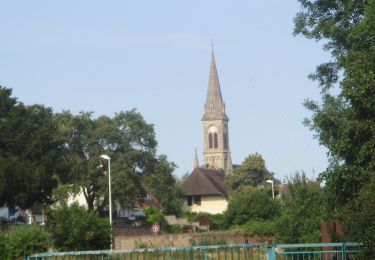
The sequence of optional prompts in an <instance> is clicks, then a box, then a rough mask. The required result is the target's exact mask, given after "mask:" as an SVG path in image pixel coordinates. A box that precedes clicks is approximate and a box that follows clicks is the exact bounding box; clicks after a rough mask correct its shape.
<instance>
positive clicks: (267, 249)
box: [267, 245, 276, 260]
mask: <svg viewBox="0 0 375 260" xmlns="http://www.w3.org/2000/svg"><path fill="white" fill-rule="evenodd" d="M275 249H276V246H275V245H272V246H267V256H268V260H276V250H275Z"/></svg>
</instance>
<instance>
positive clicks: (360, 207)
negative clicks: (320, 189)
mask: <svg viewBox="0 0 375 260" xmlns="http://www.w3.org/2000/svg"><path fill="white" fill-rule="evenodd" d="M374 190H375V177H372V179H371V180H369V182H368V183H367V184H366V185H364V186H363V188H362V189H361V190H360V192H359V193H358V197H357V198H356V199H355V200H353V201H352V202H351V203H349V204H348V205H346V207H345V209H344V210H343V213H344V214H343V215H344V236H345V239H346V240H348V241H356V242H362V243H363V245H364V250H363V255H361V258H359V259H375V207H374V205H375V196H374Z"/></svg>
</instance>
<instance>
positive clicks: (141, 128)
mask: <svg viewBox="0 0 375 260" xmlns="http://www.w3.org/2000/svg"><path fill="white" fill-rule="evenodd" d="M57 119H58V122H59V126H60V134H61V136H62V138H63V139H64V140H65V159H66V162H67V163H68V165H69V167H70V173H71V174H70V182H71V183H74V184H77V185H79V186H80V187H81V188H82V192H83V194H84V196H85V198H86V201H87V204H88V208H89V209H90V210H97V211H99V212H102V211H103V210H104V208H105V207H106V205H108V177H107V176H105V174H106V173H107V169H108V165H107V163H108V162H107V161H106V160H101V159H100V156H101V155H103V154H106V155H108V156H109V157H110V158H111V175H112V176H111V177H112V197H113V200H114V201H117V202H119V203H120V205H121V206H122V207H127V206H131V205H133V204H134V202H135V201H136V200H138V199H140V198H142V197H143V196H144V195H145V193H146V192H147V191H146V189H145V188H146V186H148V187H150V188H151V187H153V185H154V184H155V185H159V184H158V183H155V182H156V181H159V182H162V181H163V179H154V181H153V180H150V177H149V176H150V175H152V174H159V175H160V176H164V175H163V174H165V176H166V175H168V176H169V177H171V176H172V171H173V169H174V166H173V164H170V163H169V162H168V161H167V159H166V157H162V158H158V157H157V156H156V146H157V142H156V140H155V133H154V128H153V125H151V124H148V123H146V122H145V120H144V119H143V117H142V116H141V114H140V113H138V112H137V111H136V110H131V111H128V112H120V113H118V114H116V115H115V116H114V117H113V118H111V117H108V116H100V117H98V118H94V117H93V114H92V113H85V112H81V113H80V114H79V115H72V114H71V113H70V112H66V111H65V112H63V113H60V114H58V115H57ZM146 179H149V180H148V181H147V184H148V185H145V181H146Z"/></svg>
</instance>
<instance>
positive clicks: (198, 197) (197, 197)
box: [193, 196, 201, 206]
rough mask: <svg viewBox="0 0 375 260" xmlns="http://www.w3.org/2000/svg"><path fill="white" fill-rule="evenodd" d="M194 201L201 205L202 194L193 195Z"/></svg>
mask: <svg viewBox="0 0 375 260" xmlns="http://www.w3.org/2000/svg"><path fill="white" fill-rule="evenodd" d="M193 202H194V204H195V205H199V206H200V205H201V196H194V197H193Z"/></svg>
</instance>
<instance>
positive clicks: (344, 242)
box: [341, 242, 346, 260]
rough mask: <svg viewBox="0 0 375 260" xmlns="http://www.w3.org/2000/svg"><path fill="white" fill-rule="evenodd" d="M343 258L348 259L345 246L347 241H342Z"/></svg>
mask: <svg viewBox="0 0 375 260" xmlns="http://www.w3.org/2000/svg"><path fill="white" fill-rule="evenodd" d="M341 259H342V260H346V247H345V242H343V243H342V246H341Z"/></svg>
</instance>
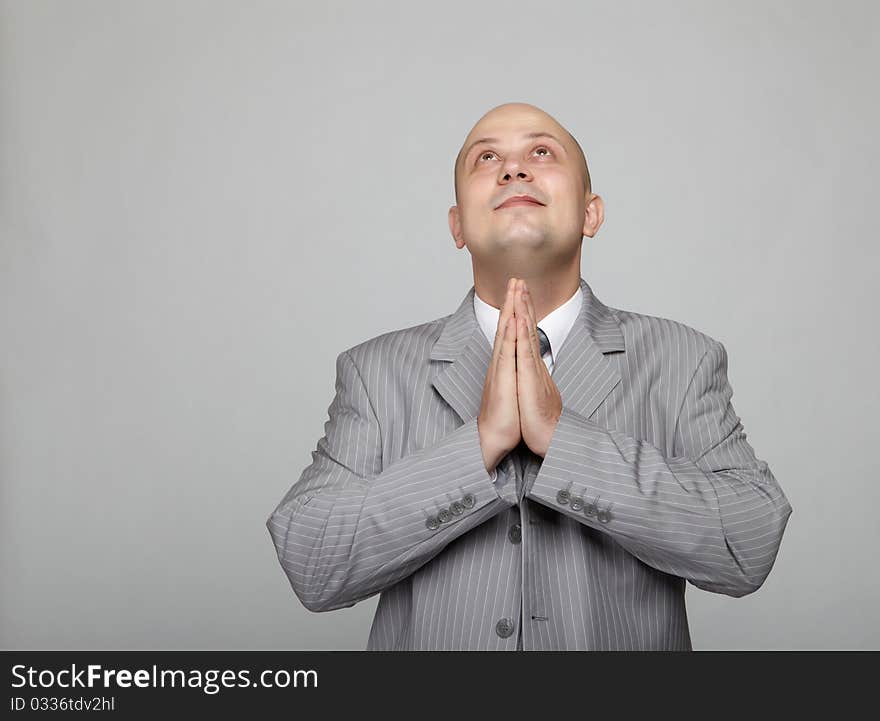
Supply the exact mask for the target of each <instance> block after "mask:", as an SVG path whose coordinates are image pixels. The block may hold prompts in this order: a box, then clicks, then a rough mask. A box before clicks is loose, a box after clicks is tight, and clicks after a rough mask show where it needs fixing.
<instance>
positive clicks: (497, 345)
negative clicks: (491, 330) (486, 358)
mask: <svg viewBox="0 0 880 721" xmlns="http://www.w3.org/2000/svg"><path fill="white" fill-rule="evenodd" d="M514 280H515V279H514V278H510V279H509V280H508V281H507V294H506V295H505V298H504V302H503V303H502V304H501V313H500V314H499V315H498V327H497V328H496V329H495V343H494V344H493V349H492V356H493V358H494V357H497V356H498V353H499V352H500V351H501V348H502V345H503V344H504V330H505V324H506V323H507V319H508V318H510V317H511V315H512V308H513V290H514V287H515V286H514Z"/></svg>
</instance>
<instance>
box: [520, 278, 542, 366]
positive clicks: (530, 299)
mask: <svg viewBox="0 0 880 721" xmlns="http://www.w3.org/2000/svg"><path fill="white" fill-rule="evenodd" d="M523 284H524V285H525V282H523ZM521 296H522V299H523V300H522V303H521V304H520V307H521V308H523V309H524V310H523V312H525V313H526V316H527V317H528V328H529V347H530V348H531V349H532V351H533V356H534V359H535V367H536V368H539V366H538V365H537V364H538V362H539V361H540V362H541V363H543V361H541V340H540V339H539V338H538V319H537V317H536V313H535V306H534V304H533V303H532V294H531V293H529V289H528V287H524V290H523V292H522V294H521Z"/></svg>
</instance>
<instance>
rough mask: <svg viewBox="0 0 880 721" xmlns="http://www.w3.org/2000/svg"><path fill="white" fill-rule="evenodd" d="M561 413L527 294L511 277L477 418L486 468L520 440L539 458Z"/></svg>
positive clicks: (533, 313)
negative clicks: (541, 353) (522, 441)
mask: <svg viewBox="0 0 880 721" xmlns="http://www.w3.org/2000/svg"><path fill="white" fill-rule="evenodd" d="M561 413H562V396H561V395H560V394H559V389H558V388H557V387H556V384H555V383H554V382H553V380H552V378H551V377H550V371H549V370H548V369H547V366H546V365H545V363H544V361H543V360H542V358H541V351H540V341H539V339H538V333H537V319H536V318H535V308H534V305H533V304H532V299H531V295H530V294H529V291H528V288H527V287H526V283H525V281H524V280H522V279H519V278H510V280H508V282H507V295H506V297H505V300H504V304H503V305H502V307H501V313H500V315H499V317H498V329H497V331H496V333H495V344H494V347H493V349H492V358H491V360H490V361H489V369H488V371H487V372H486V381H485V383H484V385H483V397H482V401H481V406H480V413H479V416H478V417H477V428H478V429H479V433H480V445H481V447H482V449H483V459H484V461H485V463H486V468H487V470H489V471H491V470H492V469H493V468H494V467H495V466H496V465H497V464H498V462H499V461H500V460H501V458H503V457H504V455H505V454H507V453H508V452H509V451H511V450H512V449H514V448H515V447H516V446H517V444H518V443H519V442H520V439H522V440H523V441H524V442H525V444H526V445H527V446H528V447H529V448H530V449H531V451H532V452H533V453H535V454H536V455H538V456H541V457H542V458H543V457H544V456H545V455H546V454H547V448H548V446H549V445H550V439H551V438H552V436H553V432H554V430H555V429H556V424H557V422H558V420H559V416H560V415H561Z"/></svg>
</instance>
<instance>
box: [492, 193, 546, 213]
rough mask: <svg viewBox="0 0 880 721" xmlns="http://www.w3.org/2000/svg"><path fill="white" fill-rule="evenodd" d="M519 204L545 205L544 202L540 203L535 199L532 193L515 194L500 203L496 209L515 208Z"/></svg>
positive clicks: (499, 209)
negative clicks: (531, 194)
mask: <svg viewBox="0 0 880 721" xmlns="http://www.w3.org/2000/svg"><path fill="white" fill-rule="evenodd" d="M519 205H538V206H543V205H544V204H543V203H539V202H538V201H537V200H535V199H534V198H533V197H532V196H531V195H514V196H512V197H510V198H508V199H507V200H505V201H504V202H503V203H502V204H501V205H499V206H498V207H497V208H495V210H500V209H501V208H513V207H516V206H519Z"/></svg>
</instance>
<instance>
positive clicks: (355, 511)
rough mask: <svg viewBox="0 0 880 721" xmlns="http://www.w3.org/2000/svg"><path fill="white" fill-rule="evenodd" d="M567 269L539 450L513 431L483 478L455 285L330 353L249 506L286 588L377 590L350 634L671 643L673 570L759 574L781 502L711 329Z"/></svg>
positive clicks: (782, 520) (303, 590) (323, 600)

::::::::::

WHAT IS NEEDED: Rewrite the records from the start through the line containing "box: [267, 245, 276, 260]", changing every occurrence of "rough mask" to "coarse mask" and leaving everything else as it is. Omit the pictures.

EXPECTED OUTPUT:
The sequence of optional prompts in an <instance> is clicks, then a box, then a coarse mask. The required result is the target's exact mask, given after "mask:" as an SVG path in image pixel coordinates. A box that precedes clicks is approximate and a box that follows clicks is the exact bounding box; clicks after a coarse mask correct its shape.
<instance>
positive clicks: (267, 249)
box: [267, 245, 276, 260]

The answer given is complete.